Task requirements:
Transcribe the passage of the wa handles forum thread starting with "Now that you" and going on through "how that goes.".

======== Given text

# Ready Made Wa handles?



## Dave Martell (Feb 17, 2019)

Now that you know my prices, styles offered, etc what do you guys think about me making ready made wa handles like Stefan did and listing them for sale?

I was thinking of making a couple (for maybe a 240mm & 270mm gyuto?) and see how that goes.

I'd really appreciate some input here if you have a minute.

Thanks,
Dave


----------



## Dave Martell (Feb 17, 2019)

And if anyone is interested ....I'm thinking about using ironwood and metal spacers for the first two testers since I have a block of burl and one figured on hand and unclaimed.


----------



## Dave Martell (Feb 17, 2019)

And yes I know that there's like 500 guys offering wa handles on IG and Etsy today.  Just wondering if there's also a place for me in the market?


----------



## Matus (Feb 17, 2019)

Ready made handles can definitely work - I would think that some with ‘more classy than fancy’ style could be very well received. Maybe something along the lines of blond horn ferrule and dark body (with or without a spacer). If course with your fantastic finish.

Open question is the construction (dowel - no/normal/hidden) and the ability of the user to mount the handle properly.


----------



## KCMande (Feb 17, 2019)

Will you be offering installation as well or just straight handle sale?
If you are I might be interested in said ironwood handle


----------



## Dave Martell (Feb 17, 2019)

Matus said:


> Ready made handles can definitely work - I would think that some with ‘more classy than fancy’ style could be very well received. Maybe something along the lines of blond horn ferrule and dark body (with or without a spacer). If course with your fantastic finish.
> 
> Open question is the construction (dowel - no/normal/hidden) and the ability of the user to mount the handle properly.




I have a new method of assembling my wa handles, big breakthrough for me! 

As you know Matus, from all the help and advice you've given me on this, I had been searching for a solution to holding my wa handles together while using metal spacers. I had been using internal pins to accomplish this but the success rate (that is when the handles didn't came apart during shaping) was never better than about 50% - not good. I finally tried the dowel method (that you suggested) and right away I found it to be great for holding the handle together but as I feared it was limiting for the size/shape handles that I could make simply because of the size of the dowel inside. This isn't such a big deal for my own Martell knives but when I rehandle knives I never know what I'll need to do so I really wanted something that tackled these concerns as well as the metal spacer/shaping problem. So I did some experimenting and found that using smaller diameter dowels still worked great for holding the handle together but this then introduced a problem in that I had to drill extra small holes (top and bottom sides of the main dowel hole) to accommodate for the height of the tang to be inserted. A small extra step for me but something that I could see being a BIG problem for fit up/onsertion if I was to ever sell handles for customers to self install, which was also something I had hoped to one day tackle.

================
======== Entries supplied

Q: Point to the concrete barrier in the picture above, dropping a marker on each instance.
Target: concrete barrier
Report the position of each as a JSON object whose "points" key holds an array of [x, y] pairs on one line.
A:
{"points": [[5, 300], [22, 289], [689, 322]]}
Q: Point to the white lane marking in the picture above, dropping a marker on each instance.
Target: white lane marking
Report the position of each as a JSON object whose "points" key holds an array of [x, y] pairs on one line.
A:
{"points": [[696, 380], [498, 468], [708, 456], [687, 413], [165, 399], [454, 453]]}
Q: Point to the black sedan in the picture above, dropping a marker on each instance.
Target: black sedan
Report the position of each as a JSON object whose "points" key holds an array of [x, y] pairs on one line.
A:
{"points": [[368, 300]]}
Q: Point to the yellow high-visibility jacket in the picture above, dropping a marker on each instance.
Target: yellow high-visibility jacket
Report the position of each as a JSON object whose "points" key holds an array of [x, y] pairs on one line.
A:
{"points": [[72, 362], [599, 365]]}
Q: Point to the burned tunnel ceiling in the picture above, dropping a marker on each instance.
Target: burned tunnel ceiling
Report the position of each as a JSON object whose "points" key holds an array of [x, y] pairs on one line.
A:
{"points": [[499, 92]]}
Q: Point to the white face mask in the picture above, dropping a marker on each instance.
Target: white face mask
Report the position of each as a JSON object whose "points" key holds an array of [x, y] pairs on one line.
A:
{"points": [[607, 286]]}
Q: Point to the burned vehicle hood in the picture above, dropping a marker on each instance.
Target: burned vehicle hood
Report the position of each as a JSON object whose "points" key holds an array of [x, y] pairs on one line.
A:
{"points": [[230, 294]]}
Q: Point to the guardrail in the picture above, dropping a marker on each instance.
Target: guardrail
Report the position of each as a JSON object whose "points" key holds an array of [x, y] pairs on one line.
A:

================

Reply to the task:
Now that you know my prices, styles offered, etc what do you guys think about me making ready made wa handles like Stefan did and listing them for sale?

I was thinking of making a couple (for maybe a 240mm & 270mm gyuto?) and see how that goes.